### Exercise task
Which lines of the items below contain the word "wheel"? Locate each of them and copy it out in full.

Named-object pointing items:
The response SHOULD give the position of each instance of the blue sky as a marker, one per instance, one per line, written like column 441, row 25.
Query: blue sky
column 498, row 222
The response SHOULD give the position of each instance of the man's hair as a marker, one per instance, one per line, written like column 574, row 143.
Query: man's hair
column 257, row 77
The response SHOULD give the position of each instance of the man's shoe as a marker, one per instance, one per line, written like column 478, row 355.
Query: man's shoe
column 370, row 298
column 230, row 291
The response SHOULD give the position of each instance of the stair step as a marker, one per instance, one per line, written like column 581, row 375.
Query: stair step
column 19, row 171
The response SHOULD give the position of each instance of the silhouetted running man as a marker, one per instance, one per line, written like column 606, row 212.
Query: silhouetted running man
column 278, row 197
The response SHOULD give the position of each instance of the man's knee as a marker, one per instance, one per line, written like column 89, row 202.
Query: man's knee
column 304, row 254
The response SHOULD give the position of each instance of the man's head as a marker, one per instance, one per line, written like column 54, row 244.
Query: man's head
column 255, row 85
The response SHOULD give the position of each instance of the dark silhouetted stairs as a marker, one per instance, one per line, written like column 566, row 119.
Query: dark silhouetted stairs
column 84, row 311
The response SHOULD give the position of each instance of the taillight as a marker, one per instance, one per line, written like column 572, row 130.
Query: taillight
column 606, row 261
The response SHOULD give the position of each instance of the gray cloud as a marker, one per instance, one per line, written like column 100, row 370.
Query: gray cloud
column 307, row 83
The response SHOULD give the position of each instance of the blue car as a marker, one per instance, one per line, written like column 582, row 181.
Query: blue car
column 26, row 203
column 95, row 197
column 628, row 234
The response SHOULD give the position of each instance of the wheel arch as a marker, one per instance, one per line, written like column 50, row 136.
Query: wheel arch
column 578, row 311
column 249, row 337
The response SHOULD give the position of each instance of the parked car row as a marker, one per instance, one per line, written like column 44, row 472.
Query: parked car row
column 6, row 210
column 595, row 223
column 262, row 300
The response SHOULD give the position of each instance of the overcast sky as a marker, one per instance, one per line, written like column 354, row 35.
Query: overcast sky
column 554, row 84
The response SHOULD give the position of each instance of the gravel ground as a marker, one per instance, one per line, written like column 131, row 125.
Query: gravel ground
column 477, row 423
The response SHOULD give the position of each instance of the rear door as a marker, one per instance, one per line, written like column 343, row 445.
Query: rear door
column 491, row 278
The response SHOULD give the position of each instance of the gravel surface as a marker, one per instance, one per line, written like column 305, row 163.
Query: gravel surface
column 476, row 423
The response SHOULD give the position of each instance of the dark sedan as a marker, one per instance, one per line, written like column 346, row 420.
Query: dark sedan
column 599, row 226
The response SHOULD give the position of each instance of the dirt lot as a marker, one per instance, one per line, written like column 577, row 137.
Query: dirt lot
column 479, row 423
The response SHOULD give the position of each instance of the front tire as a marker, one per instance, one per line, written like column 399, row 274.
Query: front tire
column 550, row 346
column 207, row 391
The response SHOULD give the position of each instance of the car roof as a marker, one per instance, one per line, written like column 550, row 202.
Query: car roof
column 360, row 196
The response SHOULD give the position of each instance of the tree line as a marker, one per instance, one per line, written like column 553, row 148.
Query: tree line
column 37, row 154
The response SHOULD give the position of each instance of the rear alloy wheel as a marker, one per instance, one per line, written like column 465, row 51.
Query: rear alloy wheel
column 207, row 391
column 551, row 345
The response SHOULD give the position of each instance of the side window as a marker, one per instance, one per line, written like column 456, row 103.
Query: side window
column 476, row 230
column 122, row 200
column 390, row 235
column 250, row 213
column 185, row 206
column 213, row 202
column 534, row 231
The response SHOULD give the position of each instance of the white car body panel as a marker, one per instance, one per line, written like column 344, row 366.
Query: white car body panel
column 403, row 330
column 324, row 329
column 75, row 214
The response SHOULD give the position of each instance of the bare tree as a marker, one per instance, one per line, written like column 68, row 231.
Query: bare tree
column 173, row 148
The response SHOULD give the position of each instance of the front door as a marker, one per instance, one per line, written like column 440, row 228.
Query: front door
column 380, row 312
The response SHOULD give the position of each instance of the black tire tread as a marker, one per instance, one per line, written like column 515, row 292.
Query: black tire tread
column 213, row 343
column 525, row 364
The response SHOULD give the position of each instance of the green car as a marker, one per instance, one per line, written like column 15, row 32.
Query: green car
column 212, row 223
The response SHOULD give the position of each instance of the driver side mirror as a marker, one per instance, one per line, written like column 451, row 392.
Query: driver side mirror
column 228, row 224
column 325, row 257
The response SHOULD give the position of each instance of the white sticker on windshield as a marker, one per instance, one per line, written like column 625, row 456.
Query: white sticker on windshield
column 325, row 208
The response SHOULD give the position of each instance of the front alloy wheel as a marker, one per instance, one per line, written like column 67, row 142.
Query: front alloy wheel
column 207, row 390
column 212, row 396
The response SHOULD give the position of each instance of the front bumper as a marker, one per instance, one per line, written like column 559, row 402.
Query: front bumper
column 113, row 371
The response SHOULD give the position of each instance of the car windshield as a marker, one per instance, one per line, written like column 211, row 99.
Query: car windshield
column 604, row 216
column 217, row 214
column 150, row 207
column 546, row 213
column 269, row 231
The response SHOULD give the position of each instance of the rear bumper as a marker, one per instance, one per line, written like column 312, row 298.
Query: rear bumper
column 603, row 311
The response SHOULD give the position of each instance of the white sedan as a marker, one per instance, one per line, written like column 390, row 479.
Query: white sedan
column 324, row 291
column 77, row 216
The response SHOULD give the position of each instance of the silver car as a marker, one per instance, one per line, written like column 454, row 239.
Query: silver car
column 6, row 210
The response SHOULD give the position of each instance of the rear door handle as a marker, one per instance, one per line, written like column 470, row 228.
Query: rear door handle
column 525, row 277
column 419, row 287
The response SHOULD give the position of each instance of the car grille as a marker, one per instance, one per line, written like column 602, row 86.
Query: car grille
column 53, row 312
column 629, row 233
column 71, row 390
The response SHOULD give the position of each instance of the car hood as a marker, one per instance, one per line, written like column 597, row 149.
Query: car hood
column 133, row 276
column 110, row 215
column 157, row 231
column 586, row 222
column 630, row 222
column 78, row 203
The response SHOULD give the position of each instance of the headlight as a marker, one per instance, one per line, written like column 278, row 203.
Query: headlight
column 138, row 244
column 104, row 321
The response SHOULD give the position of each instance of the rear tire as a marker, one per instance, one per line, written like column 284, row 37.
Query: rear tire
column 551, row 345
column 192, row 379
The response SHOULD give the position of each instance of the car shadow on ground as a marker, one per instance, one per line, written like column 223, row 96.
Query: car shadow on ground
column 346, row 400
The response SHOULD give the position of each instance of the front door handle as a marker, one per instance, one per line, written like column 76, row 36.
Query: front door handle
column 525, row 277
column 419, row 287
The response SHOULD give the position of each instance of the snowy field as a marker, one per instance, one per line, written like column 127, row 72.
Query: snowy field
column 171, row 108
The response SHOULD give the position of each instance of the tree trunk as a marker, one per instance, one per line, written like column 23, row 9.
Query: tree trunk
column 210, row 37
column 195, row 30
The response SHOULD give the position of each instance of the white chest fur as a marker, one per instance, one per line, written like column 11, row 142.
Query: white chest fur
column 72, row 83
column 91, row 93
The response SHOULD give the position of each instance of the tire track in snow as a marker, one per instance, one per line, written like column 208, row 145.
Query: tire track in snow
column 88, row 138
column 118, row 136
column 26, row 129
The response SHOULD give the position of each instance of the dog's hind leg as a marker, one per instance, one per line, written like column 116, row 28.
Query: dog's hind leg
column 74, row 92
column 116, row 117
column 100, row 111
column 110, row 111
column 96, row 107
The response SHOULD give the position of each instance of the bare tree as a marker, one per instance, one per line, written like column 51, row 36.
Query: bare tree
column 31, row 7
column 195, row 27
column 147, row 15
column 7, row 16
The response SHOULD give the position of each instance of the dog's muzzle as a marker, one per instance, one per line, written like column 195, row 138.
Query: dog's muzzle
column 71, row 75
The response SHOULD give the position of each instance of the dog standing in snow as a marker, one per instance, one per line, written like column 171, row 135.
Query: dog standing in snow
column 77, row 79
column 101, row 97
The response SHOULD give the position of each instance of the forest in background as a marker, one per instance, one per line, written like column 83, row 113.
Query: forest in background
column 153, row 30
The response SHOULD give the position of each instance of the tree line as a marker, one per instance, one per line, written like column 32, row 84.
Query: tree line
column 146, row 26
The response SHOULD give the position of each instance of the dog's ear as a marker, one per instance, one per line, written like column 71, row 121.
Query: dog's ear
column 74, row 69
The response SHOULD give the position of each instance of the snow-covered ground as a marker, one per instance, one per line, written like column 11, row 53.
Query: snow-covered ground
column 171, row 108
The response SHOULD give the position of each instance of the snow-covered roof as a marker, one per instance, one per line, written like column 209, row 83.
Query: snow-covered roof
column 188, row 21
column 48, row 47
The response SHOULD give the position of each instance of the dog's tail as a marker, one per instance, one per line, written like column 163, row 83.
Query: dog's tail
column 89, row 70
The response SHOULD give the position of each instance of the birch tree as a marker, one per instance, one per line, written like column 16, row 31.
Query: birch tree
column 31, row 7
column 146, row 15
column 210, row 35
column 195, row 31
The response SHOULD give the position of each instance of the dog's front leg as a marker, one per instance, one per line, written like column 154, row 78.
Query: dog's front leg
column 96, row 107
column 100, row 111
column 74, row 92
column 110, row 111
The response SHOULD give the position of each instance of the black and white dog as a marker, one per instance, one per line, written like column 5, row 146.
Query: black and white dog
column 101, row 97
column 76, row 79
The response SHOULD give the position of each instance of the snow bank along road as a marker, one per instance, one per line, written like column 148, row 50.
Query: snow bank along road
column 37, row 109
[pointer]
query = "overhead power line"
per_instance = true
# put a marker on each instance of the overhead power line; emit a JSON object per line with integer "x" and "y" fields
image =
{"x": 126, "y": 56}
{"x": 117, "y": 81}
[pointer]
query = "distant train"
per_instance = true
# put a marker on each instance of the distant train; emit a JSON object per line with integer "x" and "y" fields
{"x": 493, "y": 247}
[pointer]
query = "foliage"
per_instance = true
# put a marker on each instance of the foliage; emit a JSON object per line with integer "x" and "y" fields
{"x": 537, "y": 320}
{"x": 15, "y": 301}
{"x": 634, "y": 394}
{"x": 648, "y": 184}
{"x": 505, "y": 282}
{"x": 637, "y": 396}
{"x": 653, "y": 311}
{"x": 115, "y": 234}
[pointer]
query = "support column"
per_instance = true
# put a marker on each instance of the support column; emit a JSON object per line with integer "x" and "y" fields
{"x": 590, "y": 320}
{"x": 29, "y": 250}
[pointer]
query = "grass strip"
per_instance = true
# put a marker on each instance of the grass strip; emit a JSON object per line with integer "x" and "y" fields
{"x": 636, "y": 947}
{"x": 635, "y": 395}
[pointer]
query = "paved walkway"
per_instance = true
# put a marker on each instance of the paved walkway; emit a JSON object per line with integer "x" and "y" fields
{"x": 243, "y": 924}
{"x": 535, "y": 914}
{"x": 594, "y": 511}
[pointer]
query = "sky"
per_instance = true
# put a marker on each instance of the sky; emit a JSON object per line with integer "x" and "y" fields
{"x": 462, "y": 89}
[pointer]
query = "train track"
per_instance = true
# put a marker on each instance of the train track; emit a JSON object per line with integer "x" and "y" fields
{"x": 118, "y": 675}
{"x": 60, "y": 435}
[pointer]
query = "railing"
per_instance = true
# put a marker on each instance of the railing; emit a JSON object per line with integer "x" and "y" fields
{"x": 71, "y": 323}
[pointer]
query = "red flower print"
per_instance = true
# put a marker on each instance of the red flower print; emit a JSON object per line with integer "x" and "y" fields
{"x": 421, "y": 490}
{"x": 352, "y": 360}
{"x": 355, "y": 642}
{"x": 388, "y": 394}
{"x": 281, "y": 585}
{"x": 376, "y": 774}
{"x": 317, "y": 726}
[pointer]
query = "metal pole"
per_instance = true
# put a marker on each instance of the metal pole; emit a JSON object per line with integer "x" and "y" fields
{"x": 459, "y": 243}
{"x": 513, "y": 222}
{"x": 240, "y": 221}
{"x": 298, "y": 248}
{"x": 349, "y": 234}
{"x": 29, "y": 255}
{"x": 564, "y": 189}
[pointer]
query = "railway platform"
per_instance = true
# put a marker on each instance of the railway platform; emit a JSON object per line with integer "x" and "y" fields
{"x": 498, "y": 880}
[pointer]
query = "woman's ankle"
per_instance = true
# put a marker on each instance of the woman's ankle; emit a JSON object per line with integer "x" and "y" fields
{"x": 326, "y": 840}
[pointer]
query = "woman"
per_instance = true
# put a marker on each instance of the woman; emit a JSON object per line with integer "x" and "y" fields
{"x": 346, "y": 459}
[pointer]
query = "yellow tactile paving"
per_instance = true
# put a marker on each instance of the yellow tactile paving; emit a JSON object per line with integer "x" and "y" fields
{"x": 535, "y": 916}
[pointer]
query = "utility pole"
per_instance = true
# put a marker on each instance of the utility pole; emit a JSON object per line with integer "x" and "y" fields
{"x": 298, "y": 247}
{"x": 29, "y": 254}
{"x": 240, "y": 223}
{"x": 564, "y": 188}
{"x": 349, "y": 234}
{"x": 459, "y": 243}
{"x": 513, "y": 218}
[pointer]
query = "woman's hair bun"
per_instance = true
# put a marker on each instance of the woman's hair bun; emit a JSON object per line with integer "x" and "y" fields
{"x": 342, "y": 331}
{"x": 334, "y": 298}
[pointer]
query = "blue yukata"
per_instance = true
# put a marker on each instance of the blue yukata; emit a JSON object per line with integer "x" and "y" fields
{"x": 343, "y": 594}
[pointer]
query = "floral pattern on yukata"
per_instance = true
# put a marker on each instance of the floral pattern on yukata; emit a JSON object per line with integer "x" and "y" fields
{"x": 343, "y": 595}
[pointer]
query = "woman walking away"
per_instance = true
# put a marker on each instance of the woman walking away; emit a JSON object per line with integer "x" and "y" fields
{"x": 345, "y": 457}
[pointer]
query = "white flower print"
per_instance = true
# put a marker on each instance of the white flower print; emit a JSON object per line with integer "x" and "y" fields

### Answer to this task
The response SHOULD give the position of each instance of the wheel arch as a marker, one per instance, one per line, written like column 50, row 136.
Query: wheel arch
The response SHOULD give the position of each instance of the rear alloy wheel as a marker, one per instance, one per line, written like column 465, row 51.
Query: rear alloy wheel
The response SHOULD give the position of each instance of the front alloy wheel as a marker, one per instance, one per line, written like column 67, row 142.
Query: front alloy wheel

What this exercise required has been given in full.